Set task 1 —
Answer these questions from the passage on descriptive linguistics:
(a) What two needs does the project fulfill?
(b) What four things does a linguistic project need to have?
(c) To what more modest project is the overall linguistic project reduced?
Set task 2 —
Retype part of the passage on descriptive linguistics word for word. Begin at the words "A linguistic project2" and stop after "of linguistic resources.".

Passage —
_ _ _ _
The project described in this book is at the very heart of linguistics; its goal is to describe, exhaustively and with absolute precision, all the sentences of a language likely to appear in written texts1. This project fulfills two needs: it provides linguists with tools to help them describe languages exhaustively (linguistics), and it aids in the building of software able to automatically process texts written in natural language (natural language processing, or NLP).

A linguistic project2 needs to have a theoretical and methodological framework (how to describe this or that linguistic phenomenon; how to organize the different levels of description); formal tools (how to write each description); development tools to test and manage each description; and engineering tools to be used in sharing, accumulating, and maintaining large quantities of linguistic resources.

There are many potential applications of descriptive linguistics for NLP: spell-checkers, intelligent search engines, information extractors and annotators, automatic summary producers, automatic translators, etc. These applications have the potential for considerable economic usefulness, and it is therefore important for linguists to make use of these technologies and to be able to contribute to them.

For now, we must reduce the overall linguistic project of describing all phenomena related to the use of language, to a much more modest project: here, we will confine ourselves to seeking to describe the set of all of the sentences that may be written or read in natural-language texts. The goal, then, is simply to design a system capable of distinguishing between the two sequences below:

a) Joe is eating an apple
b) Joe eating apple is an

Sequence (a) is a grammatical sentence, while sequence (b) is not.
_ _ _ _
Stored data —

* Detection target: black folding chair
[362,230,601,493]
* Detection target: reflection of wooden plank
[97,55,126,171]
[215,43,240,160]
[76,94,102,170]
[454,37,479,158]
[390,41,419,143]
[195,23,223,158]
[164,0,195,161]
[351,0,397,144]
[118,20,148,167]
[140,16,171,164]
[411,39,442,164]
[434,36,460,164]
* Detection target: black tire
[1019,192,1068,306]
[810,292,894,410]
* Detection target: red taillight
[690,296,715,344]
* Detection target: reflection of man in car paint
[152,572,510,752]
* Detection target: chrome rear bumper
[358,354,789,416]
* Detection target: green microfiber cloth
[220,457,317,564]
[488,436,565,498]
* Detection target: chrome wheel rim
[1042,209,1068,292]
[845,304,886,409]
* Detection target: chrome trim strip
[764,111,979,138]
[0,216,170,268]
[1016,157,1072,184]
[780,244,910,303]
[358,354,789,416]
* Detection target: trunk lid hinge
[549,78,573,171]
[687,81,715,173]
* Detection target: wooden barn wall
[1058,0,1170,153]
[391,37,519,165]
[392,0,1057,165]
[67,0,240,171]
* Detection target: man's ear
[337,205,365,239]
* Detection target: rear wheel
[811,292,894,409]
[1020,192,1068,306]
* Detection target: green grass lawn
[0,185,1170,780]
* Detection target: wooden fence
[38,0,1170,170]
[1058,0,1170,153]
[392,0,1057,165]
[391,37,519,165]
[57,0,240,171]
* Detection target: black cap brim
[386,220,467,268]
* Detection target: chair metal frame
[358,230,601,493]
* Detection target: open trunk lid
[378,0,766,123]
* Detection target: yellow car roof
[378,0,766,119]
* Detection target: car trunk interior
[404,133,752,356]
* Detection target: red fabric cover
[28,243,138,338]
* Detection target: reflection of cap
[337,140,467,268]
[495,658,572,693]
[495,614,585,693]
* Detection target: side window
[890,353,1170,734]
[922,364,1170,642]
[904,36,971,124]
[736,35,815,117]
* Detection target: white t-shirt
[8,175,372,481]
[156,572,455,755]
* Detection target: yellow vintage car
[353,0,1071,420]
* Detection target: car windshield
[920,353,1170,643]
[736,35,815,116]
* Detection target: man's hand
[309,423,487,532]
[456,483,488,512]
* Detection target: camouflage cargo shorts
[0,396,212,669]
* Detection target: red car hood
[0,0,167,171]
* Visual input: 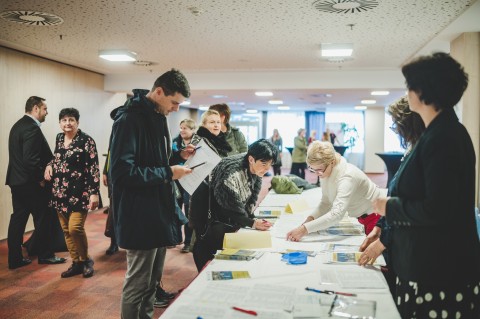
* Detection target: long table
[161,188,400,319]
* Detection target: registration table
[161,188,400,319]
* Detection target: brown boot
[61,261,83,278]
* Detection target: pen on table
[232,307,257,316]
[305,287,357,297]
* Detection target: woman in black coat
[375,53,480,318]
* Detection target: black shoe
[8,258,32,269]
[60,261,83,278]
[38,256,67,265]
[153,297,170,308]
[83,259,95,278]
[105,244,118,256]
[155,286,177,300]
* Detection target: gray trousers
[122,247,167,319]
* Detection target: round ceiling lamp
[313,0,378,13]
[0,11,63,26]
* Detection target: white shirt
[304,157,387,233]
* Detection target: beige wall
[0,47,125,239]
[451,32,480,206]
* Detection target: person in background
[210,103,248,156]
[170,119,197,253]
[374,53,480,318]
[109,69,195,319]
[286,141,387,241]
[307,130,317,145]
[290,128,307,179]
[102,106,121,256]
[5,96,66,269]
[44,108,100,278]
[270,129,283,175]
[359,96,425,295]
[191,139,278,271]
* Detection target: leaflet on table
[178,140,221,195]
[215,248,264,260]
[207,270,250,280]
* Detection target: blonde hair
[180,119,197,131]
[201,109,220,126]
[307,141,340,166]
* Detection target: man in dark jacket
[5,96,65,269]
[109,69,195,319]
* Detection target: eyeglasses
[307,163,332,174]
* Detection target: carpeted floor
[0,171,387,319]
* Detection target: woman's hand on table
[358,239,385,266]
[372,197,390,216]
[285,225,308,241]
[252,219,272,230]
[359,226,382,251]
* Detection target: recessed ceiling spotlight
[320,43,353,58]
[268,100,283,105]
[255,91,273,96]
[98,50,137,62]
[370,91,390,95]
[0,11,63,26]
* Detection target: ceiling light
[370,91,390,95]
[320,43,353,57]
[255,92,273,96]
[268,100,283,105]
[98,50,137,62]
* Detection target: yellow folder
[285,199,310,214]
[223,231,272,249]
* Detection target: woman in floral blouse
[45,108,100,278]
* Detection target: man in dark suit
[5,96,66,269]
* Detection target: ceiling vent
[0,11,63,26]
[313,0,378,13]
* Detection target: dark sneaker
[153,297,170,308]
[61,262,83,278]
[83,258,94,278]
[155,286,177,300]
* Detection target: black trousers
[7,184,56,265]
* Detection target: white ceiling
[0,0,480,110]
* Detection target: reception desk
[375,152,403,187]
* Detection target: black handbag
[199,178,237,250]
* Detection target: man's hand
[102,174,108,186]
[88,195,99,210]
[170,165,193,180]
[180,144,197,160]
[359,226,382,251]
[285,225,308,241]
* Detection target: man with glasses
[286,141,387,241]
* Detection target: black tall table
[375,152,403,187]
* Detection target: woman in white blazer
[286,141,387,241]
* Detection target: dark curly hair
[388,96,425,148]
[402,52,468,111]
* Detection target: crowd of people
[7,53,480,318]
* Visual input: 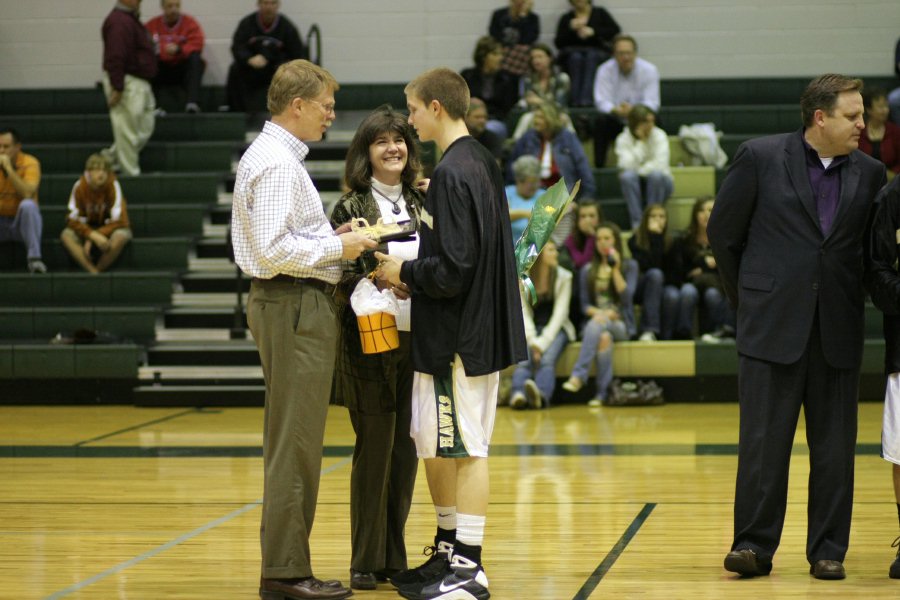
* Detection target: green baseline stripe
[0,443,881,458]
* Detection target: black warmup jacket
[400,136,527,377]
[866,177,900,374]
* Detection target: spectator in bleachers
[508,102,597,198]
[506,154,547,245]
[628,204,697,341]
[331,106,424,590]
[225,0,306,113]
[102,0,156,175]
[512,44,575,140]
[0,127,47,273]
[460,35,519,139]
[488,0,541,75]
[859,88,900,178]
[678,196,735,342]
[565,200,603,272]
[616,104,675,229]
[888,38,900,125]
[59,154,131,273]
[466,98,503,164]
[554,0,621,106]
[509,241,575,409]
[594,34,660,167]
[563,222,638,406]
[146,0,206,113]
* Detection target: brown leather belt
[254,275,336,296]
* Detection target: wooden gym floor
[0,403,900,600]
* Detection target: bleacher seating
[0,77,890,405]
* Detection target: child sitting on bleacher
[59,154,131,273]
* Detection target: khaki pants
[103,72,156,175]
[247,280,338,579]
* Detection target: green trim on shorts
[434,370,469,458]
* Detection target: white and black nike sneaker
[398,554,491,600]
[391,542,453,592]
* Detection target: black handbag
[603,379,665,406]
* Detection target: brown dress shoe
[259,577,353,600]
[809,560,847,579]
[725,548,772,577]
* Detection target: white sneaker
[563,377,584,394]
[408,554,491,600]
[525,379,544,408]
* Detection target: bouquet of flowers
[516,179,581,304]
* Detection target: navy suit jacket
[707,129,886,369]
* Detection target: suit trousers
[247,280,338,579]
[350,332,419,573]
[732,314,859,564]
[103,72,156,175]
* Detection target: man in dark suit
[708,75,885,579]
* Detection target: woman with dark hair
_ _ _ _
Written solution 1 —
(a) It provides linguists with tools to help them describe languages exhaustively, and it aids in building software able to automatically process texts written in natural language.
(b) A theoretical and methodological framework, formal tools, development tools, and engineering tools.
(c) Describing the set of all of the sentences that may be written or read in natural-language texts.

Written solution 2 —
A linguistic project2 needs to have a theoretical and methodological framework (how to describe this or that linguistic phenomenon; how to organize the different levels of description); formal tools (how to write each description); development tools to test and manage each description; and engineering tools to be used in sharing, accumulating, and maintaining large quantities of linguistic resources.